Published on Interdisciplinary Psychology: (http://www2.evergreen.edu/positivepsychology)

Forgiveness activity

By John L
Created 03/03/2008 - 9:57am

As I live my life today there is no person in my life who I need to engage in the forgiveness activity. For this reason I will share how this process relates to forgiveness I have found for my father. I went through this process as a necessary part of my recovery from substance abuse.

1)     The hurt I felt from my father was wondering why he could not express love on a consistent basis. As a child I took this to be a sign of my unworthiness to be loved. I also felt anger at the way he treated my mother. I also felt fear of the unknown as I struggled for a feeling of security that never emerged. There were many times I was angry and lashed out because of his intoxication and ambivalence of the feelings of his family.

2)     Empathizing with the struggles of my father is easy for me. I am my father, with the only difference being I am blessed with sobriety and recovery. He had the disease of alcoholism which left him in a constant war between his desire to be a good person, father, husband and his inability to cope with lifes problems in a productive manner. I know the pain he felt at not living up to his own ideals and his inability to keep promises. To live a life of compromise and violation of his own values and morals. He was a very sad man who died at a young age with only his regrets and alcohol to keep him company. He did not know how to make it right although I know he very much would have if he could have.

----------------

▶ _Complete the following_
• a. According to the forgiveness activity post, why did the writer go through this forgiveness process?
• b. Write the next part of the forgiveness activity post after its final sentence, keeping the same first-person voice.

----------------

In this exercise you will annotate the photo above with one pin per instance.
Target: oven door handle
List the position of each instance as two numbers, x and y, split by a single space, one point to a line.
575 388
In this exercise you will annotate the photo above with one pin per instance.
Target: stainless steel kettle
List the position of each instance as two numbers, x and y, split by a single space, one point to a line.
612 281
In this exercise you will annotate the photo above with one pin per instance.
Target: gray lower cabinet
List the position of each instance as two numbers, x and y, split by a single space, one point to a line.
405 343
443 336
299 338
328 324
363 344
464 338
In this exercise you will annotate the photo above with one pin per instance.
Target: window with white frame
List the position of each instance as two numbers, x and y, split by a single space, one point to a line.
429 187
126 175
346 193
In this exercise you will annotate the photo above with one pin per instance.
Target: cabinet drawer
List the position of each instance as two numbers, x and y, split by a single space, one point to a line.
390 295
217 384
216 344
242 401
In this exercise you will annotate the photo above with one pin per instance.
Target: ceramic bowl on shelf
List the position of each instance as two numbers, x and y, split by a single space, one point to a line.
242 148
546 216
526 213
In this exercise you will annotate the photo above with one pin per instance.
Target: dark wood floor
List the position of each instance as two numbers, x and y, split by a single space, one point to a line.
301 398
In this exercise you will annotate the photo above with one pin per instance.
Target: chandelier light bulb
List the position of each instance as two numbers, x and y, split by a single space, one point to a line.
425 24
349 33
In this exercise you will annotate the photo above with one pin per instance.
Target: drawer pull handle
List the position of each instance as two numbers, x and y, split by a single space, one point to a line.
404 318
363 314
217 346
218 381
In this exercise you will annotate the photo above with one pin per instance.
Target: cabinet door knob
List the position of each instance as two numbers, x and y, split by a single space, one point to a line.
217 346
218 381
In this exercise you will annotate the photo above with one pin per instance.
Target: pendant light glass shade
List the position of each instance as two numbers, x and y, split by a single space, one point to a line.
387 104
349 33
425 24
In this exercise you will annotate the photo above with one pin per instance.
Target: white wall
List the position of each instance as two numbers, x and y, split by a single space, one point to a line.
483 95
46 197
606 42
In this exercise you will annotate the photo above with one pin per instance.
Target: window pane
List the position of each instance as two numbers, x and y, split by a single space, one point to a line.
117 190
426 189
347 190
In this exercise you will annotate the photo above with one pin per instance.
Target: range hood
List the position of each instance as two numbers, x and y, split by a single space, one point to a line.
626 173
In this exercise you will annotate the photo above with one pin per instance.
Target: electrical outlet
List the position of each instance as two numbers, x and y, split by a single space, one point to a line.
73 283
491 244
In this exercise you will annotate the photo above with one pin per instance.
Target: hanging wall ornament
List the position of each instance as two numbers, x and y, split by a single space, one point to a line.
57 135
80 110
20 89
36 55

----------------

▶ _Exercise results_
• a. The writer went through it as a necessary part of recovery from substance abuse.

• b.
3)     Altruism: As I said, I am my father. My daughter grew up with an alcoholic father, knowing exactly the same hurt I knew. When I was about four months sober I wrote her a letter and she invited me to her 16th birthday party. I can remember the release I felt from my bondage of shame and guilt. I truly understood that my father was doing the best he could at the time, with the tools he had to work with.

4)     My commitment to forgive my father involved visiting his gravesite. I drove to Portland on Fathers Day in 1998. As I sat in front of his grave and expressed my understanding of his pain, I was released from my bondage. All those feelings of unworthiness that I had carried since childhood disappeared. I was also able to forgive myself for the rebellious acts I had committed towards my father.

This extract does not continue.